- [WORK TO DO]:
All the data should be repeated exactly. Any image in it is left out.

- [PROVIDED RECORDS]:

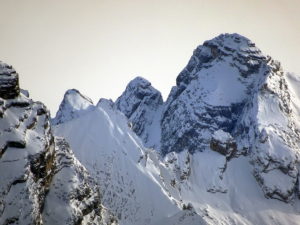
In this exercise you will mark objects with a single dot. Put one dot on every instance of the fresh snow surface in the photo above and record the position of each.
(229, 91)
(141, 188)
(73, 105)
(128, 174)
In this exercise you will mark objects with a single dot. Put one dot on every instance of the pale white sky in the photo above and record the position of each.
(98, 46)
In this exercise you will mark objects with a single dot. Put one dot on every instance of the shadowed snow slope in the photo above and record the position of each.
(41, 181)
(224, 147)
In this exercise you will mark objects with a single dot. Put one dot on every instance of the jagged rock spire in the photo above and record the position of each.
(9, 82)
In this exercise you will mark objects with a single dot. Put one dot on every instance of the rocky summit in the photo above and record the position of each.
(222, 149)
(41, 180)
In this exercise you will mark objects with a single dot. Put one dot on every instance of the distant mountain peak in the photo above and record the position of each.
(74, 104)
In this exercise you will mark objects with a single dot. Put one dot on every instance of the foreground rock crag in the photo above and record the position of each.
(41, 180)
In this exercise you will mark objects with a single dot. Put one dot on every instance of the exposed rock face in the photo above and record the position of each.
(230, 85)
(9, 82)
(39, 173)
(73, 105)
(141, 104)
(223, 143)
(73, 196)
(211, 92)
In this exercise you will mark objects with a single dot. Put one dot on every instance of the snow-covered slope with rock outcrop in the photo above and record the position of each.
(41, 181)
(225, 143)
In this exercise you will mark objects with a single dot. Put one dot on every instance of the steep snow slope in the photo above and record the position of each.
(38, 173)
(132, 178)
(73, 105)
(142, 105)
(228, 134)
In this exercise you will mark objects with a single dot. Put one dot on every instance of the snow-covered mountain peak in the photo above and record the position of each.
(141, 104)
(138, 91)
(74, 104)
(41, 181)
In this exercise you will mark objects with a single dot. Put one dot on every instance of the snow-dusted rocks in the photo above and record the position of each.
(223, 143)
(9, 82)
(211, 92)
(41, 181)
(73, 105)
(142, 104)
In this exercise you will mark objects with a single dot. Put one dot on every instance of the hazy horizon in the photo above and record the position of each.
(98, 46)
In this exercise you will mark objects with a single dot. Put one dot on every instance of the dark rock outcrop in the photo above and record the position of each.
(9, 82)
(141, 104)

- [OUTPUT OF THE EXERCISE]:
In this exercise you will mark objects with a single dot. Put one dot on every instance of the fresh snow surface in the photo above and record the position of each.
(229, 91)
(141, 188)
(73, 105)
(128, 174)
In this exercise you will mark objects with a single dot. Put one dot on every instance of the pale white sky in the photo above and record the position of each.
(98, 46)
In this exercise you will mark objects with a single dot. Put one dot on every instance of the shadowed snow slope in the photo above and record the position of each.
(41, 181)
(224, 147)
In this exercise you will mark objects with a single dot. Put one dot on every instance of the jagged rock spire in the photo above and record the position of each.
(9, 82)
In this exercise you will mark objects with a single dot. Put one dot on every instance of the rocky summit in the photo above and record the position of each.
(222, 149)
(41, 180)
In this exercise you will mark objects with a single dot. Put one dot on every instance of the distant mountain peak in the photo above and record the position of each.
(74, 104)
In this exercise you will mark objects with a single dot. Put one dot on every instance of the foreground rock crag in the photo above and record the position of each.
(41, 180)
In this exercise you will mark objects with a single dot. Put one dot on every instance of the exposed rock face in the photo above and record the position of each.
(230, 85)
(9, 82)
(39, 173)
(73, 105)
(141, 104)
(223, 143)
(73, 196)
(211, 92)
In this exercise you will mark objects with a single dot. Put one dot on every instance of the snow-covered slope with rock outcrop in the photo above and record the position of each.
(41, 181)
(225, 143)
In this exercise you will mark objects with a single dot. Put one dot on every instance of the steep snow slope in the photo above and record the position of each.
(38, 173)
(132, 178)
(73, 105)
(142, 105)
(228, 134)
In this exercise you will mark objects with a single dot. Put one dot on every instance of the snow-covered mountain peak in the photo above and record the position of each.
(141, 104)
(138, 91)
(74, 104)
(41, 181)
In this exercise you will mark objects with a single dot. Put one dot on every instance of the snow-dusted rocks in the photo above and record the position of each.
(223, 143)
(9, 82)
(211, 92)
(41, 181)
(73, 105)
(142, 104)
In this exercise you will mark objects with a single dot. Put one dot on every instance of the hazy horizon in the photo above and record the position of each.
(98, 46)
In this exercise you will mark objects with a single dot. Put one dot on every instance of the dark rock outcrop in the photo above and record the position of each.
(9, 82)
(141, 104)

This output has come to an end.